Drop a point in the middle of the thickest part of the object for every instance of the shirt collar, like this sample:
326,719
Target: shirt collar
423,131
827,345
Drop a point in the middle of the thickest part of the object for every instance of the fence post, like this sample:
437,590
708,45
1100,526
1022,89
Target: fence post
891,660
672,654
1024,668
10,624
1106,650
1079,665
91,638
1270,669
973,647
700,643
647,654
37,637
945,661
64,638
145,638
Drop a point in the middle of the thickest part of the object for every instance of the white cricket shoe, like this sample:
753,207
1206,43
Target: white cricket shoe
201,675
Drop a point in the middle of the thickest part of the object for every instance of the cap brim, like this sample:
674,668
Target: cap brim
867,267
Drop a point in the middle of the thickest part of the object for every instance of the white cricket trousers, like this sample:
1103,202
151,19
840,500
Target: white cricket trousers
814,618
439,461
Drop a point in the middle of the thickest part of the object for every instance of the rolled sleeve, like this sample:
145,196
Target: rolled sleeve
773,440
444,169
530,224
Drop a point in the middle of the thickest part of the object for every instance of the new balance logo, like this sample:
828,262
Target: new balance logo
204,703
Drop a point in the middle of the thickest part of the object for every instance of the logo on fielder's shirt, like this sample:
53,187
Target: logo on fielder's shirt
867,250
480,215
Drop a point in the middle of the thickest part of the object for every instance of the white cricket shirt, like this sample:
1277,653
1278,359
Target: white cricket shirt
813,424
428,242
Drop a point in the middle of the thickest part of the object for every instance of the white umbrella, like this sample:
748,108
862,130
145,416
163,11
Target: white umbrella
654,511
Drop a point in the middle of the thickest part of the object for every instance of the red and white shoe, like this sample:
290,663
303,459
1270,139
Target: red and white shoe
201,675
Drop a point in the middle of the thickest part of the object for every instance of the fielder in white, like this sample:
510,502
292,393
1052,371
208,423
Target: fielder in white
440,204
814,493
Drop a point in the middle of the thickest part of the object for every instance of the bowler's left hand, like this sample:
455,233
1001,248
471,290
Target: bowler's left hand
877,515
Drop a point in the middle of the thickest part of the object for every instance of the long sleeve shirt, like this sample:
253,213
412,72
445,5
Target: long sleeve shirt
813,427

_What to work on:_ Repeat the material in full, exactly as written.

_Task result:_
Drop a point in the middle of the thickest part of the object for every instance of the shirt collar, like this sample:
326,719
Target: shirt collar
423,131
827,345
Drop a point in the middle of the thickest part of the object for every instance of the fence post, like this sample:
437,590
708,45
1100,526
1022,89
Target: fence post
891,660
672,654
1024,668
10,624
1106,650
1079,665
91,638
1270,669
973,647
700,643
647,654
37,637
945,661
64,638
145,638
Drop a point in the middle of the thickest part of the object for every instance of the white cricket shoe, like this sample:
753,207
1206,43
Target: white cricket shoe
201,675
Drop a point in the middle of the thickest part of the object for every instance of the cap brim, like this sample:
674,668
Target: cap brim
867,267
Drop a point in the middle of the thickest part of the object for every instance of the white cricket trousers, like this sample:
1103,202
151,19
840,500
Target: white cricket trousers
814,618
439,461
Drop a point in the middle of the thickest part of the object for every instance of the rolled sleeve, like this sample:
145,196
Target: rolled sleeve
773,440
444,169
530,224
Drop a point in the middle of the thickest part of the object for every instance of the new balance logo, like this sample:
828,262
Target: new balance logo
204,703
Drop a point in the middle of the thickest part of the object for every instance of the logo on fielder's shirt, like this sample:
53,187
Target: logo on fielder's shirt
867,250
480,215
Drop a point in the middle of the thickest part of the object for every instance of the white cricket shirt, like this sample:
1277,653
1278,359
Target: white cricket shirt
813,424
428,242
Drop a point in the middle of the thickest part of the object for every instance of the white umbrella, like this sample:
748,108
862,130
145,416
163,11
Target: white umbrella
654,511
Drop a point in the middle of the thickest part of the object for every instance of the red and white shoe, like this sample:
290,663
303,459
1270,139
Target: red and white shoe
201,675
Drop a point in the middle of the thickest part of the object for every instance of the fielder in white, like this sample:
510,502
292,393
1052,371
208,423
Target: fielder in white
440,204
814,493
Drop a point in the middle of the thickest part of the object for every instance of the bowler's left hand, like this sample:
455,233
1001,248
471,290
Target: bowler's left hand
877,515
Drop a point in the middle of the thickest part of the object for every instance of the long sleeve shirt, like this sample:
253,213
412,72
445,5
Target: long sleeve shirt
813,427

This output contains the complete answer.